▸ **Consigna**: Transcribe completo y sin ningún cambio el texto sobre Alamogordo, Hiroshima y Nagasaki.

▸ **Pasaje dado**:
Or how I never learned to stop worrying and love the bomb...
Alamogordo - Fue la primera. No es cuestión de celebrarla, simplemente remarcar que, aquel día, la guerra en el Pacífico quedó vista para sentencia. Y que la sombra del hongo se iba a proyectar sobre varias generaciones durante el medio siglo siguiente.
Hiroshima - La sentencia. Quizá fuera necesaria. Quizá, en efecto, ahorró el millón de muertos norteamericanos (y a saber el número de víctimas japonesas) que hubiera supuesto una invasión terrestre. Sea como fuere, mató a 80.000 personas en el acto. 60.000 más murieron a causa de la radiación antes de que 1945 llegara a su fin. En total, con el paso de los años, unas 237.062. El primer bombardeo sobre Tokio había acabado con más del doble de civiles (números, la fría estadística esconde perfiles obscenos). Y, sin embargo, Hiroshima sigue representando El Horror. La Nada, con apenas un segundo de diferencia. La mirada de Kurtz clavada en el reloj que se detuvo puntual a las 8.17 de la mañana de aquel 6 de agosto.
Nagasaki - Tómese el “quizá” con que abría la entrada anterior y elévese al cuadrado la duda implícita. Más números. Más Horror. Más Nada.
Hasta aquí, cuanto he leído. A continuación, lo que viví...

▸ **Material enumerado**:
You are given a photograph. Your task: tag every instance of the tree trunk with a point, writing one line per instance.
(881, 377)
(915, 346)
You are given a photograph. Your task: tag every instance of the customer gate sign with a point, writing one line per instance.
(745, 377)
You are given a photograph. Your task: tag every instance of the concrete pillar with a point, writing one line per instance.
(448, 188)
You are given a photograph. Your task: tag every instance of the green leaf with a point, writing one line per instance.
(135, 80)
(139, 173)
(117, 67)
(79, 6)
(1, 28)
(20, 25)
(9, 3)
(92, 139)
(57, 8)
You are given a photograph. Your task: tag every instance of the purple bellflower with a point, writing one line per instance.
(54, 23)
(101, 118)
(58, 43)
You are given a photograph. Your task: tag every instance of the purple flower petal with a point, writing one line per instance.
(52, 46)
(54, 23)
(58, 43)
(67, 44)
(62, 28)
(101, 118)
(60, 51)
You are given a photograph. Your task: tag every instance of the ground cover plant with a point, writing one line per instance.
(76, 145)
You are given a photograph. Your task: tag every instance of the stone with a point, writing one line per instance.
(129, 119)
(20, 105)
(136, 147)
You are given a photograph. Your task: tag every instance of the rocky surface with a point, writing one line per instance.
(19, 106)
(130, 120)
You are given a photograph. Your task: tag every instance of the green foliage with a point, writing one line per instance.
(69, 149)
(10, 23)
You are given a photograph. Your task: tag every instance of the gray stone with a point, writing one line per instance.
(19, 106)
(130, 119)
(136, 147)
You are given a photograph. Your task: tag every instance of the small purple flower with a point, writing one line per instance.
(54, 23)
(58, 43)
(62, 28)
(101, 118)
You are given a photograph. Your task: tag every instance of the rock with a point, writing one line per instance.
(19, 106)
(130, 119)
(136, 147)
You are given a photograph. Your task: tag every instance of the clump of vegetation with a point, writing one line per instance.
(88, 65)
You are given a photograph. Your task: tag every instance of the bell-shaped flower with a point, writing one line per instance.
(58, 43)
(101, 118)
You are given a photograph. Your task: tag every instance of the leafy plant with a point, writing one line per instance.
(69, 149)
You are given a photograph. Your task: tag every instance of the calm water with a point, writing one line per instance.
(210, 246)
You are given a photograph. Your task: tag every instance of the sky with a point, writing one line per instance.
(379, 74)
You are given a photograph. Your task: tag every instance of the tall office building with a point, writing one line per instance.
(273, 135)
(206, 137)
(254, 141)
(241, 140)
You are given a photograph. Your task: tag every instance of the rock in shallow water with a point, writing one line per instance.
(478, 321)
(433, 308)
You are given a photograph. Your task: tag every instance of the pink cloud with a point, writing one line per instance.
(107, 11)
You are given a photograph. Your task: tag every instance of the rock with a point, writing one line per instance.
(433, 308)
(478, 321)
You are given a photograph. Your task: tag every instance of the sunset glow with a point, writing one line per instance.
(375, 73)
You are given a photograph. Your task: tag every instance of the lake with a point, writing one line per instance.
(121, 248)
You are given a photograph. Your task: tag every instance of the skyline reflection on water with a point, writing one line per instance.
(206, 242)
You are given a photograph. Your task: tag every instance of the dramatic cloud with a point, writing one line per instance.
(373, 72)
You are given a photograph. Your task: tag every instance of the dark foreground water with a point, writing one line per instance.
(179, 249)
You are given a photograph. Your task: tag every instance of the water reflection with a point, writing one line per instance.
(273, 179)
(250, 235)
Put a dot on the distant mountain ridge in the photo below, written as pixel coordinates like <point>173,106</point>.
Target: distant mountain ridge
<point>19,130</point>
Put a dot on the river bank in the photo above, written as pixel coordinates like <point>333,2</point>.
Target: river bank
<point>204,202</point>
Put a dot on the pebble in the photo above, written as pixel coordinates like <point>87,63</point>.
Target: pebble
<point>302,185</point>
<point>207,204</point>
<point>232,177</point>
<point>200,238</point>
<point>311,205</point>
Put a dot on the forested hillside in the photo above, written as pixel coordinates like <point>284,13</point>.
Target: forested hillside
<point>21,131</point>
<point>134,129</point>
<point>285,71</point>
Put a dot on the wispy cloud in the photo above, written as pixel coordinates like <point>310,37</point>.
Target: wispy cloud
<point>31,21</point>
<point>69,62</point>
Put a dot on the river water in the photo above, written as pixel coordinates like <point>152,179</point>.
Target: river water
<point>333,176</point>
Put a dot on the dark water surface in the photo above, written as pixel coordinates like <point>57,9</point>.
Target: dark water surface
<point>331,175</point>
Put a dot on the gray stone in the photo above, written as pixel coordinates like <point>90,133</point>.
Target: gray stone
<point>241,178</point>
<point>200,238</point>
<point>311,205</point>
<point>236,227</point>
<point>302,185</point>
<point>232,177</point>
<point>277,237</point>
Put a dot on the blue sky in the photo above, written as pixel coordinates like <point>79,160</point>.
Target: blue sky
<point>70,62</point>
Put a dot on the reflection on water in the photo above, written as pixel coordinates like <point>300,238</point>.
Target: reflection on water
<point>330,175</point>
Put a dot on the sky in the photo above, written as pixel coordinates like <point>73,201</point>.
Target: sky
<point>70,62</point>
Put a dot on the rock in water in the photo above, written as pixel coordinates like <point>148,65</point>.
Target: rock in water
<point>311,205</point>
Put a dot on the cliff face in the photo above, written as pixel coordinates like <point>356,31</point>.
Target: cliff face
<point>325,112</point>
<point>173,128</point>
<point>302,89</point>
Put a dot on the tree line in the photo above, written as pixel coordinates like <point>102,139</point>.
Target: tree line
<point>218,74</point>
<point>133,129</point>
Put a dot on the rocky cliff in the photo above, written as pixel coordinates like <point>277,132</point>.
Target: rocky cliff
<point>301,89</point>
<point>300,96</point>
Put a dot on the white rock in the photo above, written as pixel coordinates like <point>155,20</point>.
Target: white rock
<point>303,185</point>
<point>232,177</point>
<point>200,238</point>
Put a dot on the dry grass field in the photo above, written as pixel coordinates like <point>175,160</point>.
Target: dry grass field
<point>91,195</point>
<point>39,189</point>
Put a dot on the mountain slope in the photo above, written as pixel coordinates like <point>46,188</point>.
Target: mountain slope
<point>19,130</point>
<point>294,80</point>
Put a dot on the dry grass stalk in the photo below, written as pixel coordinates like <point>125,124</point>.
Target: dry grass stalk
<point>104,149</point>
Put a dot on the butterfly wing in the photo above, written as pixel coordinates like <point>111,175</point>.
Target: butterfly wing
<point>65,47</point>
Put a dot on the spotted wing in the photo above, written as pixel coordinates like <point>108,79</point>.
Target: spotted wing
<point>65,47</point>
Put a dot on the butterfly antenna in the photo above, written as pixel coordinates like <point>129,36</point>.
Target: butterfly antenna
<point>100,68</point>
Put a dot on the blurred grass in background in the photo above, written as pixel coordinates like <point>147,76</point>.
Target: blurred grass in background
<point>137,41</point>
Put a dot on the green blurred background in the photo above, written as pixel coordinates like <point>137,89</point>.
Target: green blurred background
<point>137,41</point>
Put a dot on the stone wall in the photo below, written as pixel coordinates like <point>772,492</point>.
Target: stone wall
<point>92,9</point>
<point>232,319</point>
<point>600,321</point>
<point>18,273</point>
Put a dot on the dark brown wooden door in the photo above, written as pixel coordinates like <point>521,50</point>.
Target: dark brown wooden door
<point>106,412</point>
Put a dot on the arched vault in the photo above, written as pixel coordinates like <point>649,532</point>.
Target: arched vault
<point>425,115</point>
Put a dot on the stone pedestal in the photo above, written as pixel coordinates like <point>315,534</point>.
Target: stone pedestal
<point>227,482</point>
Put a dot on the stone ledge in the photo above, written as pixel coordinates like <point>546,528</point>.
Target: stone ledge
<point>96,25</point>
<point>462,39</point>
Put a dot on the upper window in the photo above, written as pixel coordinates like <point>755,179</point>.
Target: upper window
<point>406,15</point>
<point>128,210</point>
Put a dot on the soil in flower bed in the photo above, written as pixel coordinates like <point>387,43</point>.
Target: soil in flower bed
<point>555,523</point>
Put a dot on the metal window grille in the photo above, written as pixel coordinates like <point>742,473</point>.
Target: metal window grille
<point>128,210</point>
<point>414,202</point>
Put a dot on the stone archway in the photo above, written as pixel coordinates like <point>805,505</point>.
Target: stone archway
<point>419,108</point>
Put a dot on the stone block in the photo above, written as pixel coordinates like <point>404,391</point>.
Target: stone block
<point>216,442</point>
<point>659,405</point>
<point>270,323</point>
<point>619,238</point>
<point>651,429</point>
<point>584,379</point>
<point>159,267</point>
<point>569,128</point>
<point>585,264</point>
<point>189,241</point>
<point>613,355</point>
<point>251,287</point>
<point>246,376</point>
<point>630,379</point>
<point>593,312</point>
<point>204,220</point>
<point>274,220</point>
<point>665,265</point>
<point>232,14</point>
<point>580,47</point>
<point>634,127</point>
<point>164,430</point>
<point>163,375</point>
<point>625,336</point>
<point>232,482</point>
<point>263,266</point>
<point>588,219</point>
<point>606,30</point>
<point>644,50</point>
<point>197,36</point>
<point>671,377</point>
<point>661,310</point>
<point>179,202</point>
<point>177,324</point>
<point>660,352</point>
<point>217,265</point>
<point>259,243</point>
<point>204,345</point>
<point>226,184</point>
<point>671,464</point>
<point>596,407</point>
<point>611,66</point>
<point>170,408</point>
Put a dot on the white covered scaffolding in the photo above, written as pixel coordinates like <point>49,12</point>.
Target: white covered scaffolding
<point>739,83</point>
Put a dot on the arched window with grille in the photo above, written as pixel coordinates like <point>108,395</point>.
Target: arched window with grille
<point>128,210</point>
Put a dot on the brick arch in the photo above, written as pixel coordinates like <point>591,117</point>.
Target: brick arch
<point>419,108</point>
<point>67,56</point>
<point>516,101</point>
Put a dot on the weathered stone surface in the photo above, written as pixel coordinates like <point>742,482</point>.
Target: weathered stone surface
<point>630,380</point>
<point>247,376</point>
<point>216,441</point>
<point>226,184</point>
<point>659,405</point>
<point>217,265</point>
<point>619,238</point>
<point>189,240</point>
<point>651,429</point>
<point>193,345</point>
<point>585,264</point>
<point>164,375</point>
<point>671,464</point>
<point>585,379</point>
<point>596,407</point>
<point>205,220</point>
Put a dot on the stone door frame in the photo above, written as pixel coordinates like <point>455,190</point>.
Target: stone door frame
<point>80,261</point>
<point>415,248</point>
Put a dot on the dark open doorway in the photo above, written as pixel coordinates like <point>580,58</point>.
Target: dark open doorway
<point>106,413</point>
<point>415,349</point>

▸ **Respuesta**:
Or how I never learned to stop worrying and love the bomb...
Alamogordo - Fue la primera. No es cuestión de celebrarla, simplemente remarcar que, aquel día, la guerra en el Pacífico quedó vista para sentencia. Y que la sombra del hongo se iba a proyectar sobre varias generaciones durante el medio siglo siguiente.
Hiroshima - La sentencia. Quizá fuera necesaria. Quizá, en efecto, ahorró el millón de muertos norteamericanos (y a saber el número de víctimas japonesas) que hubiera supuesto una invasión terrestre. Sea como fuere, mató a 80.000 personas en el acto. 60.000 más murieron a causa de la radiación antes de que 1945 llegara a su fin. En total, con el paso de los años, unas 237.062. El primer bombardeo sobre Tokio había acabado con más del doble de civiles (números, la fría estadística esconde perfiles obscenos). Y, sin embargo, Hiroshima sigue representando El Horror. La Nada, con apenas un segundo de diferencia. La mirada de Kurtz clavada en el reloj que se detuvo puntual a las 8.17 de la mañana de aquel 6 de agosto.
Nagasaki - Tómese el “quizá” con que abría la entrada anterior y elévese al cuadrado la duda implícita. Más números. Más Horror. Más Nada.
Hasta aquí, cuanto he leído. A continuación, lo que viví...